Start of DATA EXCERPTS
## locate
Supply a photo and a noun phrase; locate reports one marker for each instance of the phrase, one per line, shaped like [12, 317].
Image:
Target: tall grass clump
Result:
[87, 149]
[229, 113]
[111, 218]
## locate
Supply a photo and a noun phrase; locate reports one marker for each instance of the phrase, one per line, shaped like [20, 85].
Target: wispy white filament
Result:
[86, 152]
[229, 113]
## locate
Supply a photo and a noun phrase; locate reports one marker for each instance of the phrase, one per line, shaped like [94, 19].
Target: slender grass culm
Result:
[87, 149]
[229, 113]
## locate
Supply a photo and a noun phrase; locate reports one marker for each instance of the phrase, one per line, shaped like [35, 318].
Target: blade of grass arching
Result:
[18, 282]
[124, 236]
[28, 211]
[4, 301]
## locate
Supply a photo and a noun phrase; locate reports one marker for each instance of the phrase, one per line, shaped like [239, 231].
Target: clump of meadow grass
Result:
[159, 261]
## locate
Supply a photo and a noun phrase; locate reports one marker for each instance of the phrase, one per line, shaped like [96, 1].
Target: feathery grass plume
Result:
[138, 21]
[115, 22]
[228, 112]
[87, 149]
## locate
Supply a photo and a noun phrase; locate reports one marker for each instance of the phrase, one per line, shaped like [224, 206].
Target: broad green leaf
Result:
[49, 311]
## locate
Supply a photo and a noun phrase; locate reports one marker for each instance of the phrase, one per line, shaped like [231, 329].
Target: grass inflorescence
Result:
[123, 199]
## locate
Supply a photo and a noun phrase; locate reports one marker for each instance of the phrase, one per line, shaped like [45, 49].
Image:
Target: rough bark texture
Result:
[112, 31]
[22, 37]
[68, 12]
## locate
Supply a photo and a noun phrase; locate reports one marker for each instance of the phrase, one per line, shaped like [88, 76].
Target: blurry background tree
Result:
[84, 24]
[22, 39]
End of DATA EXCERPTS
→ **WHAT YOU HAVE TO DO**:
For each line of the entries that includes "Target", show that line.

→ **SOLUTION FOR THIS EXERCISE**:
Target: tall grass clump
Target: wispy white filament
Target: slender grass culm
Target: blade of grass arching
Target: clump of meadow grass
Target: feathery grass plume
Target: broad green leaf
Target: grass inflorescence
Target: rough bark texture
Target: blurry background tree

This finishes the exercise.